§ **Text provided**
[Start]
Film Review: Portrait of a Lady on Fire – in association with the French Film Festival


[Content warning for the film: suicide mention, abortion]

A young woman dressed in 18th century clothing jumps off a boat and into the cold water. This increasingly popular trope of period film heroines breaking out of their moulds can be seen in other dramas such as Mary Queen of Scots (2018) and The Favourite (2018), which both show eloquently dressed women firing guns or being covered in mud.

There’s something absurd and appealing in the contrast between the expected behaviour and the reality, and this is what makes the opening shot of Céline Sciamma’s film Portrait of a Lady on Fire so special. It is the story of an artist called Marianne (Noémie Merlant) who arrives on a remote island to paint a wedding portrait of Héloïse (Adèle Haenel), a young woman who is to be married to a Milanese suitor. However, Marianne must create the portrait in secret, as Héloïse refuses to marry. Halfway through the film Marianne confesses her true motives. What’s next?, you might ask. Next is a story of love and farewells.

The intimacy between the two women develops as Marianne closely observes Héloïse’s features in order to paint them from memory – but she fails to notice that Héloïse is watching her back. Their falling in love is depicted through Claire Mathon’s breath-taking cinematography. Shots of the two women secretly observing on another on a beach almost resemble a painting in their abundance of light and depth. Silhouettes of the lovers and a young maid (Luàna Bajrami) against a polychromatic sky could have been painted by Marianne herself. 

Before the film begins, the Cannes logo flashes on screen. A winner of the 2019 Best Screenplay, the film does not disappoint in its description of an experience that is painfully familiar to the audience: counting hours until a loved one’s dreaded departure, and having to say good-bye to someone they would rather never part from. The film explores how Marianne and Héloïse become lovers and almost form a small family as they take care of the maid Sophie, who finds herself pregnant. However, a sense of time running out is palpable through the film, as the number of days the two women have together is constantly decreasing.
[End]
§ **Given exercise 1**
According to the film review, what award did the film win in 2019?
§ **Given exercise 2**
Reproduce the film review word for word, starting with "The intimacy between" and going on through "by Marianne herself.".

(Records)
[Start]
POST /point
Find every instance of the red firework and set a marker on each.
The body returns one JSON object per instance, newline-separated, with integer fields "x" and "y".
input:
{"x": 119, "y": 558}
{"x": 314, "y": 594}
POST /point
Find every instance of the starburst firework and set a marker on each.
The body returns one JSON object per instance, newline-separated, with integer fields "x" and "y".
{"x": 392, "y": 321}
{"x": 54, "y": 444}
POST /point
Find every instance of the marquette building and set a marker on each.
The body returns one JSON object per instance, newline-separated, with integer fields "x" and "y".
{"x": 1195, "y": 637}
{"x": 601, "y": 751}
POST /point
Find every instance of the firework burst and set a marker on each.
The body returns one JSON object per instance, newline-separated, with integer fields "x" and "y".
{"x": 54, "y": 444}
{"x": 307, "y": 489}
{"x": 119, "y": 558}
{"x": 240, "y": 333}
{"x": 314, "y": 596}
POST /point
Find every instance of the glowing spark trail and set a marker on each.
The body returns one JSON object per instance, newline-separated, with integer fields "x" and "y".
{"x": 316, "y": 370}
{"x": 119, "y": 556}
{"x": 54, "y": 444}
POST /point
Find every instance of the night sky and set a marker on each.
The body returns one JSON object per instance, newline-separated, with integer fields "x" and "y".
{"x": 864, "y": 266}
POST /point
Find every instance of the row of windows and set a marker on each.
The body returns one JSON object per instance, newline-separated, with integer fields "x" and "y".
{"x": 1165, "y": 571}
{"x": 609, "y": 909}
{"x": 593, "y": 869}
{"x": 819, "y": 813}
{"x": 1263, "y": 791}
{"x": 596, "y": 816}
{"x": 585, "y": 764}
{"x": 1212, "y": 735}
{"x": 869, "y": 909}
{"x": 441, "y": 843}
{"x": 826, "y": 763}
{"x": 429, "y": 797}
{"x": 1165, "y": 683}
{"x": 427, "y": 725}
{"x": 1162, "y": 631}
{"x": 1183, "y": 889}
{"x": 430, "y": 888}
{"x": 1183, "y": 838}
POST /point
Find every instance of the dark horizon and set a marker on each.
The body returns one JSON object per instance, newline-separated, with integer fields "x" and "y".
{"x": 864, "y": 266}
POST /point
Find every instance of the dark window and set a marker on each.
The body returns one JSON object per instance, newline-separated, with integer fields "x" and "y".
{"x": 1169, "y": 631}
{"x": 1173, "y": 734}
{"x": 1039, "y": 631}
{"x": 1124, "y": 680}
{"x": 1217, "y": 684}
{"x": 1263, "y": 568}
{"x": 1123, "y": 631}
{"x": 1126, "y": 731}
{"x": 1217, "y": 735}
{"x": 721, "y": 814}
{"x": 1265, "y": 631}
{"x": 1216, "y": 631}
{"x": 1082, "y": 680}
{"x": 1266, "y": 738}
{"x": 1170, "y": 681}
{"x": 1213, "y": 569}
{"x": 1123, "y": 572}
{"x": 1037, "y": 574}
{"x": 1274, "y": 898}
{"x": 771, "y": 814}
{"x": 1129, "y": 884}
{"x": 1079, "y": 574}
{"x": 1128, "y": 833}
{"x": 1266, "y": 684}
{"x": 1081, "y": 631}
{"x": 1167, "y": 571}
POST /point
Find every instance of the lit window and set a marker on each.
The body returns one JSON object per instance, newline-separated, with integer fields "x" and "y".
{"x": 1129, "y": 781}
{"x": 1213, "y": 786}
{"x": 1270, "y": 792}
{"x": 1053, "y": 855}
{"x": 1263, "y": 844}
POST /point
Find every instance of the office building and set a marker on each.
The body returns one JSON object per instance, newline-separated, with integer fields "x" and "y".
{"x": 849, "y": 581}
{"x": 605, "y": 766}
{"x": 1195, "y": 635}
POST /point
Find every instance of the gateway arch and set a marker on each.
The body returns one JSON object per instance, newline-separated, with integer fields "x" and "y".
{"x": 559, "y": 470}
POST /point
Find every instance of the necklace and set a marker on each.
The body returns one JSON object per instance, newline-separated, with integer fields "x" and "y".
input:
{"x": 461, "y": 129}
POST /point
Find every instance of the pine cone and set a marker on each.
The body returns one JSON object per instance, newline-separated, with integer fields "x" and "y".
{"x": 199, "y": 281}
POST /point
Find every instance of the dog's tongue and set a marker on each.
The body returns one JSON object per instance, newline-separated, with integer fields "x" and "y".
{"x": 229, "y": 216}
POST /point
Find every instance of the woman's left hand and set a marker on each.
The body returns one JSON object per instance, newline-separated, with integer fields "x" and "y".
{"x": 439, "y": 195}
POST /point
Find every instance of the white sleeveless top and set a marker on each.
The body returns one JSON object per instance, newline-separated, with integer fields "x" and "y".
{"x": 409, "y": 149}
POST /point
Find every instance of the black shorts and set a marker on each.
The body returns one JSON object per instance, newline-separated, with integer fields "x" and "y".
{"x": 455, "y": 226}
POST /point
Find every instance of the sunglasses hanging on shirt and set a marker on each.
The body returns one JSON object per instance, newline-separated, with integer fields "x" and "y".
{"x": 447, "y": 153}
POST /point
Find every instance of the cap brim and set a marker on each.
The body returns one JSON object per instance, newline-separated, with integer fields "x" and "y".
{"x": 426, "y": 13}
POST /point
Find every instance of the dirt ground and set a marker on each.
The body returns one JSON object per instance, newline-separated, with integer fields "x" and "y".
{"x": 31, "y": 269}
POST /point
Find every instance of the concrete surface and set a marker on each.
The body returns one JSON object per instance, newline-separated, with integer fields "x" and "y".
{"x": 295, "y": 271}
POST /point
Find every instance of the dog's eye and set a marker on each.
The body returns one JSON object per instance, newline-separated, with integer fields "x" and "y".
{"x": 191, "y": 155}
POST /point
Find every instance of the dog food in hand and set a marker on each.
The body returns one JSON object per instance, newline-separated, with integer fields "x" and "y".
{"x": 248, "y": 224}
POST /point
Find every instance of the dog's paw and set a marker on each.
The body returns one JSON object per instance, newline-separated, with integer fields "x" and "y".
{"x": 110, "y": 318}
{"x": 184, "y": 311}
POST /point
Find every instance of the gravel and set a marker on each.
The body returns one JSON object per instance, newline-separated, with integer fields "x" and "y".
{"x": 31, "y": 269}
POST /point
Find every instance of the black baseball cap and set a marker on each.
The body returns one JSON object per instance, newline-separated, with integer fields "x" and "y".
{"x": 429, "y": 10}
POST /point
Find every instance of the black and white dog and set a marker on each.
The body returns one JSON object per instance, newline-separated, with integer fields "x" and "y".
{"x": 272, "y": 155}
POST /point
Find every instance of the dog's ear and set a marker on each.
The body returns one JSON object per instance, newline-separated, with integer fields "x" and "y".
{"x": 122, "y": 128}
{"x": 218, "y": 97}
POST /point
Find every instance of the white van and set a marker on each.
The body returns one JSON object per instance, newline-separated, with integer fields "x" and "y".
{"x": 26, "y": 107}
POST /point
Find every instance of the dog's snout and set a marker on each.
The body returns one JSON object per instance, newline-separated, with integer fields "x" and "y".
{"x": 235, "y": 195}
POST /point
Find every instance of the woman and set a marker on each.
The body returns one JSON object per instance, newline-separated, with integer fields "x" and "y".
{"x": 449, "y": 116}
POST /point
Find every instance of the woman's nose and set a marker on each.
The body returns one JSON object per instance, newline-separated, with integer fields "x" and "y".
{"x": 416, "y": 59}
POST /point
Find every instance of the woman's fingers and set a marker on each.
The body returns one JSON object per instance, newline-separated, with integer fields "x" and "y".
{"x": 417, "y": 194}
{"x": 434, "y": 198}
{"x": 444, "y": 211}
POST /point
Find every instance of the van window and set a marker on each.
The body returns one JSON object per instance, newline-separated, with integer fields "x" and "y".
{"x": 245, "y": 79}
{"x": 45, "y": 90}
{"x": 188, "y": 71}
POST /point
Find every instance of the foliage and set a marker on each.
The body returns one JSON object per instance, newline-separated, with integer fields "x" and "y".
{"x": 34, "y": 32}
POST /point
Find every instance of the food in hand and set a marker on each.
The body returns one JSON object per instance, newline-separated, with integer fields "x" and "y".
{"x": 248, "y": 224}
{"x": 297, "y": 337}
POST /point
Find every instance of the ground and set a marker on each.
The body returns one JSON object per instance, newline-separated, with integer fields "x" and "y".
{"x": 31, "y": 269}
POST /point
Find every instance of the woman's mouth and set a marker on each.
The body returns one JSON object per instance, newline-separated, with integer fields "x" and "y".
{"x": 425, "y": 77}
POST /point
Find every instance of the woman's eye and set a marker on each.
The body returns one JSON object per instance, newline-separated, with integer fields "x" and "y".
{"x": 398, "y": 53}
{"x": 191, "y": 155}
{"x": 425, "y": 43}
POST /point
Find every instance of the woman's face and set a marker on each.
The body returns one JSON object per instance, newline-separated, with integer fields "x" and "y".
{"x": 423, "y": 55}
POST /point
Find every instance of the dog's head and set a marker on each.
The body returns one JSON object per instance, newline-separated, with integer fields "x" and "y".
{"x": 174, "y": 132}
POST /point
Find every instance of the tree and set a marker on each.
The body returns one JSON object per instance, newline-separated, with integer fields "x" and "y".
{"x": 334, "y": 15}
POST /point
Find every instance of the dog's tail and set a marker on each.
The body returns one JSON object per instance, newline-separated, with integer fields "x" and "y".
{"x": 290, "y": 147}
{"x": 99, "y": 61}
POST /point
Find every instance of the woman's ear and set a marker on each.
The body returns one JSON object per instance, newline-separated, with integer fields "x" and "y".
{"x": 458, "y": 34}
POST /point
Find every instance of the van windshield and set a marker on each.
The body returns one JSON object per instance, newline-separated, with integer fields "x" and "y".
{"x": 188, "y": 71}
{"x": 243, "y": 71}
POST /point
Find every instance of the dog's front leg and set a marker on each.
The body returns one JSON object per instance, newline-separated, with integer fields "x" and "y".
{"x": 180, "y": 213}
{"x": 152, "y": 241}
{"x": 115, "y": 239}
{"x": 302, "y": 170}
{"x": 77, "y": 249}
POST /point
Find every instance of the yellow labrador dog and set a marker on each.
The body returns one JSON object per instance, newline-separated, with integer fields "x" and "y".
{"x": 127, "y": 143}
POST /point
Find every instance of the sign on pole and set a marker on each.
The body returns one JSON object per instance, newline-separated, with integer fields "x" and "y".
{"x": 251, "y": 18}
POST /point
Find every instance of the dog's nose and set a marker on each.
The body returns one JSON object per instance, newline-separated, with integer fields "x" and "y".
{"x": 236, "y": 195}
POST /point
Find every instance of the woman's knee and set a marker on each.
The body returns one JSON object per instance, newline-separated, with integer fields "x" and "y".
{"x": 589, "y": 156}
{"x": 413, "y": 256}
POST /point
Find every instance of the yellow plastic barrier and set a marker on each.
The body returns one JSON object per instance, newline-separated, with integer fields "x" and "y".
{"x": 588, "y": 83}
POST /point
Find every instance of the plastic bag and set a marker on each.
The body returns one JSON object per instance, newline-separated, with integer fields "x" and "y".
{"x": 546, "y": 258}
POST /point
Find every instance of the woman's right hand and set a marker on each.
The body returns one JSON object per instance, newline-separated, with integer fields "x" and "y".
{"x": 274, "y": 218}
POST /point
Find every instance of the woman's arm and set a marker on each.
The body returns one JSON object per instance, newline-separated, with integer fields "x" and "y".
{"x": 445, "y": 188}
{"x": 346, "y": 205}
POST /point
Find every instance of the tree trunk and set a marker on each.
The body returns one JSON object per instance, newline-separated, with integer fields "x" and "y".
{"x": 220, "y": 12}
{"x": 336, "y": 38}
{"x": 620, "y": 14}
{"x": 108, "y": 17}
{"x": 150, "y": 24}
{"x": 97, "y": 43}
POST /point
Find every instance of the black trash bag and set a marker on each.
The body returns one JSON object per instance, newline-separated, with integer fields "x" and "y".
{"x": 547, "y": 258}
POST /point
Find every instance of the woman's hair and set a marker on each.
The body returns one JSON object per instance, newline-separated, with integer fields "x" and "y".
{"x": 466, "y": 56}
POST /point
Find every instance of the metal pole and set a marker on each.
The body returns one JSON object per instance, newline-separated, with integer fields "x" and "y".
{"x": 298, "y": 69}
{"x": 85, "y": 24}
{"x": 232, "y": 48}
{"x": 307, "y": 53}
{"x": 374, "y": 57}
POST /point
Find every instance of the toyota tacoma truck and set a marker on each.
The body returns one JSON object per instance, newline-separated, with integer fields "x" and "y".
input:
[End]
§ **Full output 1**
Best Screenplay

§ **Full output 2**
The intimacy between the two women develops as Marianne closely observes Héloïse’s features in order to paint them from memory – but she fails to notice that Héloïse is watching her back. Their falling in love is depicted through Claire Mathon’s breath-taking cinematography. Shots of the two women secretly observing on another on a beach almost resemble a painting in their abundance of light and depth. Silhouettes of the lovers and a young maid (Luàna Bajrami) against a polychromatic sky could have been painted by Marianne herself.